# [GOAL]
Copy out each of the lines below word for word, leaving out the picture.

■ ■ ■

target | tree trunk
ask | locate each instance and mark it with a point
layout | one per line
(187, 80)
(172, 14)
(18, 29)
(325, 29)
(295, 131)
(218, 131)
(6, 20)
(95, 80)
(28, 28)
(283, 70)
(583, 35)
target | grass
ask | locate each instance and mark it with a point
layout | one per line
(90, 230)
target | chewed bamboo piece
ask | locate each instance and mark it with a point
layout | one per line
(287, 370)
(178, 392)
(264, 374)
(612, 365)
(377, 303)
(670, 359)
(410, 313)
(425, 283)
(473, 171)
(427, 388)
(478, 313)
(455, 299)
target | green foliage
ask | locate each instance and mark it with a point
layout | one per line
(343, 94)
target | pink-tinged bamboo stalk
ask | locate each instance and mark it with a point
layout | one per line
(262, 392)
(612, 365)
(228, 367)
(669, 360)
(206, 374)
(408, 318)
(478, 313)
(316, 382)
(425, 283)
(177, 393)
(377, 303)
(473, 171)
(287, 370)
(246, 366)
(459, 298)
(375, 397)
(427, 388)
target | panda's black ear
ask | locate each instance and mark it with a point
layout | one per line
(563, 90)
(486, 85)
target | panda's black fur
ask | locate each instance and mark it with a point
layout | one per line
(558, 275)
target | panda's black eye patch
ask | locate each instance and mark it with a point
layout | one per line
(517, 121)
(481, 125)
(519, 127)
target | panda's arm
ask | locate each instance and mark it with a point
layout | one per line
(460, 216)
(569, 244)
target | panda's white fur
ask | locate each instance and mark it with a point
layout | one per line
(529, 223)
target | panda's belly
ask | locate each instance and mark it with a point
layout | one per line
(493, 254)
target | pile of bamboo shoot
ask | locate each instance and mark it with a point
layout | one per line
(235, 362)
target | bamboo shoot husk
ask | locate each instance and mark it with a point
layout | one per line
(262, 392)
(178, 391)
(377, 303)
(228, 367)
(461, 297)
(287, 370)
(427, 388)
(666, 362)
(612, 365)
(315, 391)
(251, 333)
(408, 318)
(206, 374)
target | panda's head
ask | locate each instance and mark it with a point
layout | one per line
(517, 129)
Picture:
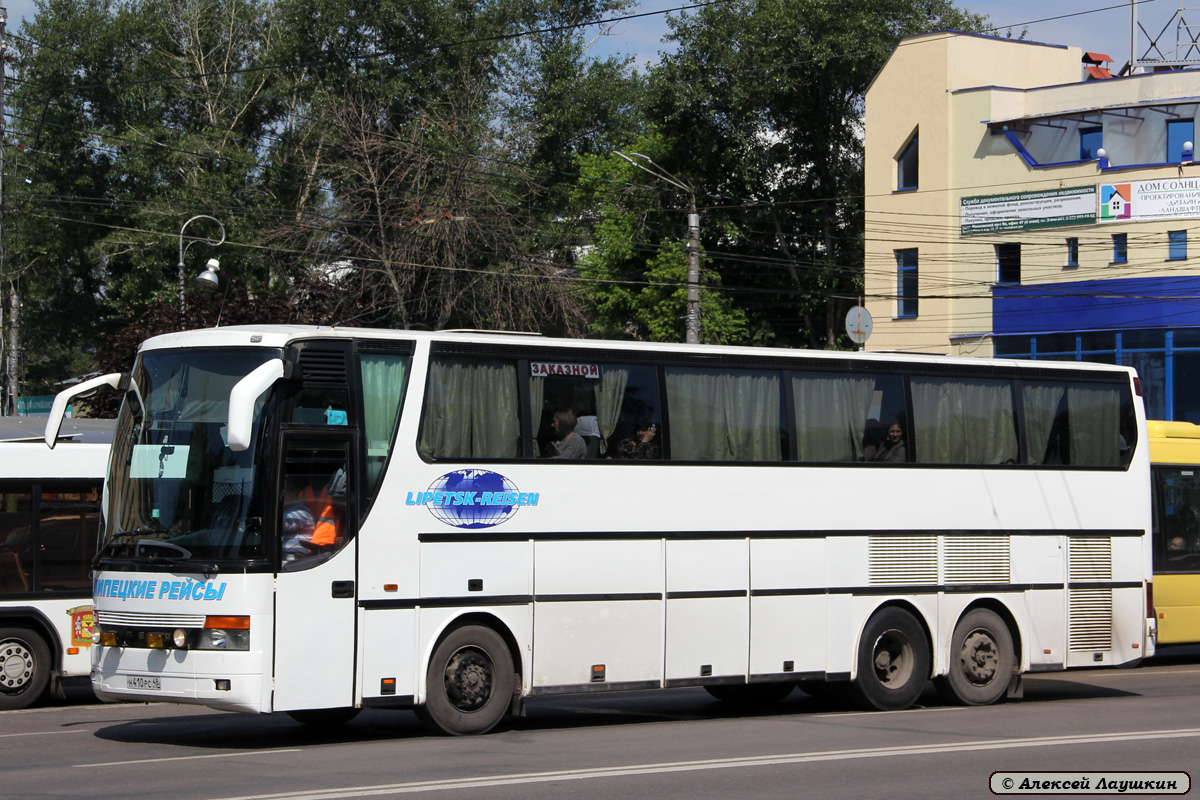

■ ■ ■

# [RESULT FOR THIS EXERCISE]
target | tree trunk
ask | locate each instance and mark it with a point
layout | one per line
(187, 80)
(172, 14)
(18, 29)
(325, 29)
(295, 131)
(218, 131)
(6, 20)
(95, 80)
(28, 28)
(283, 70)
(583, 35)
target | grass
ask | locate each instance and mark it with a point
layout | one per line
(90, 230)
target | chewed bamboo piece
ask | locate each instance and mark it with a point
layout | one per line
(287, 370)
(178, 392)
(264, 374)
(612, 365)
(377, 303)
(670, 359)
(410, 313)
(425, 283)
(473, 171)
(427, 388)
(478, 313)
(455, 299)
target | green foliage
ask | locate each instance and mark it with a point
layout | one per line
(343, 94)
target | pink-tinged bamboo stalk
ask | locate each instance and mark it with a point
layout | one per line
(262, 392)
(612, 365)
(228, 367)
(669, 360)
(206, 374)
(408, 318)
(478, 313)
(316, 382)
(425, 283)
(177, 393)
(377, 303)
(473, 171)
(287, 370)
(246, 366)
(459, 298)
(375, 397)
(427, 388)
target | panda's black ear
ask | locate each instance and mark it with a point
layout | one per line
(563, 90)
(486, 85)
target | panda's black fur
ask | locate each instance and mark it with a point
layout | one per line
(558, 275)
target | panda's black eye patch
ask | locate each instance and mark it with a point
layout | one per line
(517, 121)
(481, 125)
(519, 127)
target | panda's arm
ask | locate each instance and mark it with a point
layout | one per line
(460, 216)
(569, 244)
target | panda's white fur
ask | locate each instance and mark it with a point
layout | one per line
(529, 223)
target | panda's belly
ask | locate each instance and mark it with a point
layout | one per line
(493, 254)
target | pile of bamboo shoot
ask | locate each instance and mark it with a point
layout | one per line
(235, 362)
target | bamboo shoot husk
ask | locate each instance and mark it with a point
layout | one per line
(262, 392)
(178, 391)
(377, 303)
(228, 367)
(461, 297)
(287, 370)
(427, 388)
(666, 362)
(612, 365)
(315, 391)
(251, 333)
(408, 318)
(206, 374)
target | panda's head
ask | locate each instance and mark it with a point
layout | one per line
(517, 129)
Picture:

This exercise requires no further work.